**WRITTEN INSTRUCTION:** Locate every line of the records below that contains the word "plastic", and copy each of those lines. Case counts.

[Collection entries]

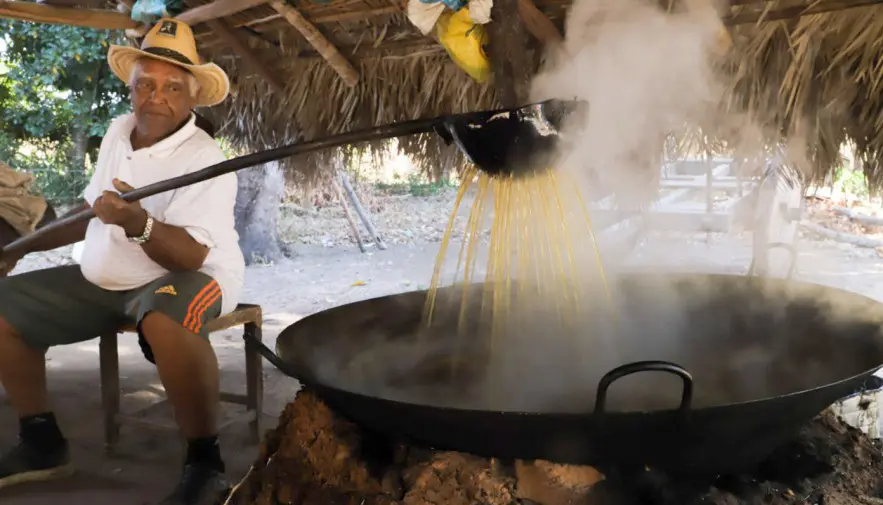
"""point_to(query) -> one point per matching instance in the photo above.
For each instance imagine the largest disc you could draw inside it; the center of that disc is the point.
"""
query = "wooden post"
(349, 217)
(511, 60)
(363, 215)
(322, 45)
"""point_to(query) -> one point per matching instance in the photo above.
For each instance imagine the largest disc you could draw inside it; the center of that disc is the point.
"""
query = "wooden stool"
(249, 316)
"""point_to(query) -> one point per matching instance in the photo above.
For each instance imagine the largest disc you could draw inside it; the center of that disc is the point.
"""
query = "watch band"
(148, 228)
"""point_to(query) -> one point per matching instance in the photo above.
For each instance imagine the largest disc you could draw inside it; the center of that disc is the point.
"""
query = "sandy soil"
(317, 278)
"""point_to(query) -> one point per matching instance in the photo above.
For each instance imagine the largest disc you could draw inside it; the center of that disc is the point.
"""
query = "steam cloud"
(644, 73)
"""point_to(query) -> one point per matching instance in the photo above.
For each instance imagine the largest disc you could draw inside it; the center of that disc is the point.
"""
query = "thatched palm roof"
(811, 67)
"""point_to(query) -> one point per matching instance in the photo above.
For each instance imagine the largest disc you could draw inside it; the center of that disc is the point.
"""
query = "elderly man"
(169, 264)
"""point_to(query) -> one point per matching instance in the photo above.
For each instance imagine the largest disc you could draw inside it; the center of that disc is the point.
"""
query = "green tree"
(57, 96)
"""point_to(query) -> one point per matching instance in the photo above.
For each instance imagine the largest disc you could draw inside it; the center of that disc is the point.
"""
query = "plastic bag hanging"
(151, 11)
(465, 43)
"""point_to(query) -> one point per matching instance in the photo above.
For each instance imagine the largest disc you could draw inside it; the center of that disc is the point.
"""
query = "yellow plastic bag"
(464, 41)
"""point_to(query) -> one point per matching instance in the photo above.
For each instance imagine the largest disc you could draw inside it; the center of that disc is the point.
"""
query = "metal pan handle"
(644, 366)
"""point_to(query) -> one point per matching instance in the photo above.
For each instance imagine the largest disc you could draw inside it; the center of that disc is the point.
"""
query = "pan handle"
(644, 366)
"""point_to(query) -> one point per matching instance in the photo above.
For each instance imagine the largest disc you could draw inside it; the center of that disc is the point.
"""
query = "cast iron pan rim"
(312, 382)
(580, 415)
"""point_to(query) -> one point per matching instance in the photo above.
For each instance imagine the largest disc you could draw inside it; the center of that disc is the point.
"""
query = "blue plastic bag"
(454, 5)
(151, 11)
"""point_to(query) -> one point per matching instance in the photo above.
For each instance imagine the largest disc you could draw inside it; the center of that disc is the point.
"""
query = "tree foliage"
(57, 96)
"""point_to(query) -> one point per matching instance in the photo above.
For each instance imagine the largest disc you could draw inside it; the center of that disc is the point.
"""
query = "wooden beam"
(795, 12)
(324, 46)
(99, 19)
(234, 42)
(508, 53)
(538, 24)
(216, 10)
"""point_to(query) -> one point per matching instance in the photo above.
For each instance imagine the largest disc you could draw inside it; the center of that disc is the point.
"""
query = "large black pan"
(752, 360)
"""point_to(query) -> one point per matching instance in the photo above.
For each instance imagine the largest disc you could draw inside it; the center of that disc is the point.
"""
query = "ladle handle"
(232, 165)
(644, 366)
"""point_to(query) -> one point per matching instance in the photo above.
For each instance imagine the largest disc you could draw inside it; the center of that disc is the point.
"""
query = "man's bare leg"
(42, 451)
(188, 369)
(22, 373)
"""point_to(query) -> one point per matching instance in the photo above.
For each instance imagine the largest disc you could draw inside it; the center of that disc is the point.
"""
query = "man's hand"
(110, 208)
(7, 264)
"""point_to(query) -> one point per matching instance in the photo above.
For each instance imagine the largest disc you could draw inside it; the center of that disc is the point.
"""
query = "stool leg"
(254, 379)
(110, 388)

**RESULT OF THIS TASK:**
query = "plastic bag hanging"
query = "yellow plastic bag"
query = "blue plastic bag"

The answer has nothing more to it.